--- Work instructions ---
Reproduce the listing word for word, from its first line through the line containing "top-left (0, 600), bottom-right (150, 642)".

________

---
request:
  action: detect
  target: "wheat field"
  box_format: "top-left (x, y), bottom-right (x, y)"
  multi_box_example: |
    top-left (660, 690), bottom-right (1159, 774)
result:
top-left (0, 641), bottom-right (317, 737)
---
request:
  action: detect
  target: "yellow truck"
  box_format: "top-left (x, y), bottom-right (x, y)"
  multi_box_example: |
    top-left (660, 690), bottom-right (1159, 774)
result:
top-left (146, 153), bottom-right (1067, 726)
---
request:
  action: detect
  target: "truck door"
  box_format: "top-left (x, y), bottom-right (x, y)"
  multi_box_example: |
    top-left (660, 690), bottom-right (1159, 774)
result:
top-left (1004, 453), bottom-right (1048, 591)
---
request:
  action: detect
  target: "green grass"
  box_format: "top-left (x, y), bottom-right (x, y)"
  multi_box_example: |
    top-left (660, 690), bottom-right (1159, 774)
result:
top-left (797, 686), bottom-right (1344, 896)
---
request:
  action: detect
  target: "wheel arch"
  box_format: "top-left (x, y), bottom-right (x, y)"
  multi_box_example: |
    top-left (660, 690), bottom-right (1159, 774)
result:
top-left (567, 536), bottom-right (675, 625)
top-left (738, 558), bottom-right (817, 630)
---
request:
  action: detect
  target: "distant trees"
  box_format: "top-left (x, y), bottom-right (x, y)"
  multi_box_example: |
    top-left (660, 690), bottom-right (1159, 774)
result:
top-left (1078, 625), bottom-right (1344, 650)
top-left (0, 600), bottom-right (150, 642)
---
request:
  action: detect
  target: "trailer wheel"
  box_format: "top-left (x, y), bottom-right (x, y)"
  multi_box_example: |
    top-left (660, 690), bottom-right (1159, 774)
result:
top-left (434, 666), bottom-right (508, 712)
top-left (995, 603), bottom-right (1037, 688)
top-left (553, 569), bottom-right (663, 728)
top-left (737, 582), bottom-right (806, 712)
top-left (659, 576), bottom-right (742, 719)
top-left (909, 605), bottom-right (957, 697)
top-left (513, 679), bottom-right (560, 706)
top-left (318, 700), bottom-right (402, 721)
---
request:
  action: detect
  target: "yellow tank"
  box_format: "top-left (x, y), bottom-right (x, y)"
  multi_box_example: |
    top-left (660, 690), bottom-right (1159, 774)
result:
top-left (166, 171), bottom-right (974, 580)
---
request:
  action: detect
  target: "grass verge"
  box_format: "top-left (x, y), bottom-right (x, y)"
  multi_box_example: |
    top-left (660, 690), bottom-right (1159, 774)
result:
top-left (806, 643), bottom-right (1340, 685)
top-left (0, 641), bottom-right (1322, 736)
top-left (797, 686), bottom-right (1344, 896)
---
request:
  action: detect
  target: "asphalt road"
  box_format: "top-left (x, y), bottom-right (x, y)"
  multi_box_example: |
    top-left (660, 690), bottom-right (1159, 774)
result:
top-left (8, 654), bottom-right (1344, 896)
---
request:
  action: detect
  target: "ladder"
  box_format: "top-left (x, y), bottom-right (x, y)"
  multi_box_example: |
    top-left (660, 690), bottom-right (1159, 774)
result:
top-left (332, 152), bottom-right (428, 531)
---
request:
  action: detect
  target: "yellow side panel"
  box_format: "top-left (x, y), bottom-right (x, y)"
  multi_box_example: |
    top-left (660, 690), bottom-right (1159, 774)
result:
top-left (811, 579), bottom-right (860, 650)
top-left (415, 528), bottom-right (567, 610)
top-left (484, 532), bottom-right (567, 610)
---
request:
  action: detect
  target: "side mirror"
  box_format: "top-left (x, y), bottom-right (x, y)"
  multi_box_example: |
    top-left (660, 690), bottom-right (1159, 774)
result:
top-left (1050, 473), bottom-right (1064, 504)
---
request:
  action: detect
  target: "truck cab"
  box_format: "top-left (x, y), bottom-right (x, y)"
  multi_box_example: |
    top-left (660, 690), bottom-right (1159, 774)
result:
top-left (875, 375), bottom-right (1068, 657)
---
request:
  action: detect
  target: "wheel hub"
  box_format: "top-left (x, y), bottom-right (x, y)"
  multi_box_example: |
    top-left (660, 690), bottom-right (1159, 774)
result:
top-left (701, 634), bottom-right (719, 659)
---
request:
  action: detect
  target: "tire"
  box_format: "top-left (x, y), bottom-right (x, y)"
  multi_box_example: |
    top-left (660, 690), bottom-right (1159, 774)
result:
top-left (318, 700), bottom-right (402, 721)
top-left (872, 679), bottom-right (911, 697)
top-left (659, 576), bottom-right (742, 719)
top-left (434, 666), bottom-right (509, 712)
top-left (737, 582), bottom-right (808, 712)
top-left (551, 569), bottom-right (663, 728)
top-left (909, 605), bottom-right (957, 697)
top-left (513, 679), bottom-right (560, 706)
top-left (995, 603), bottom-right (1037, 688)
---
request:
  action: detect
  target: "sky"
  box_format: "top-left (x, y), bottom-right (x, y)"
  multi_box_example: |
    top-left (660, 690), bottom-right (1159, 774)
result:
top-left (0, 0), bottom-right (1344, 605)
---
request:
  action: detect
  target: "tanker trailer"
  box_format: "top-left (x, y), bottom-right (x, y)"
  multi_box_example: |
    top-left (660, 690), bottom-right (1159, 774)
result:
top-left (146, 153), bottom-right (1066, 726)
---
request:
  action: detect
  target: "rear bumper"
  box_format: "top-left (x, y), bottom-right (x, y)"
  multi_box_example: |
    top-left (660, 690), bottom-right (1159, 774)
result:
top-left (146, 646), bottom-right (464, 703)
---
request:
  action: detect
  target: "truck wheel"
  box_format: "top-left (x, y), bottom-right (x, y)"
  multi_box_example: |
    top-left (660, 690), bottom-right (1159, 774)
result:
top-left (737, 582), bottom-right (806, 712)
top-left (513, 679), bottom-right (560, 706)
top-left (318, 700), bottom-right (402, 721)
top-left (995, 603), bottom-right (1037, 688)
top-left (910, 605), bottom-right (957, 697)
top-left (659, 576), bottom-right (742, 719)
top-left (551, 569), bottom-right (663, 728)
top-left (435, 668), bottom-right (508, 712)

________

--- Exercise solution ---
---
request:
  action: detect
  target: "wheat field"
  box_format: "top-left (x, y), bottom-right (x, y)"
  multi_box_example: |
    top-left (660, 690), bottom-right (1159, 774)
result:
top-left (0, 641), bottom-right (317, 737)
---
request:
  action: detect
  target: "yellow truck"
  box_format: "top-left (x, y), bottom-right (x, y)"
  multi_box_example: |
    top-left (660, 690), bottom-right (1159, 774)
result:
top-left (146, 153), bottom-right (1067, 726)
---
request:
  action: detect
  target: "truck door"
  box_format: "top-left (x, y), bottom-right (x, y)"
  multi_box_example: |
    top-left (660, 690), bottom-right (1159, 774)
result:
top-left (1004, 453), bottom-right (1048, 591)
---
request:
  action: detect
  target: "green grass"
  box_format: "top-left (x, y), bottom-right (x, y)"
  multi_box_example: |
    top-left (660, 690), bottom-right (1159, 774)
result:
top-left (797, 686), bottom-right (1344, 896)
---
request:
  action: detect
  target: "wheel arch"
  box_format: "top-left (x, y), bottom-right (x, y)"
  multi_box_example: |
    top-left (660, 690), bottom-right (1159, 774)
result:
top-left (567, 536), bottom-right (675, 625)
top-left (738, 558), bottom-right (817, 630)
---
request:
  action: detect
  target: "distant trees"
  box_format: "top-left (x, y), bottom-right (x, y)"
  multi_box_example: |
    top-left (660, 690), bottom-right (1159, 774)
result:
top-left (1078, 625), bottom-right (1344, 650)
top-left (0, 600), bottom-right (150, 642)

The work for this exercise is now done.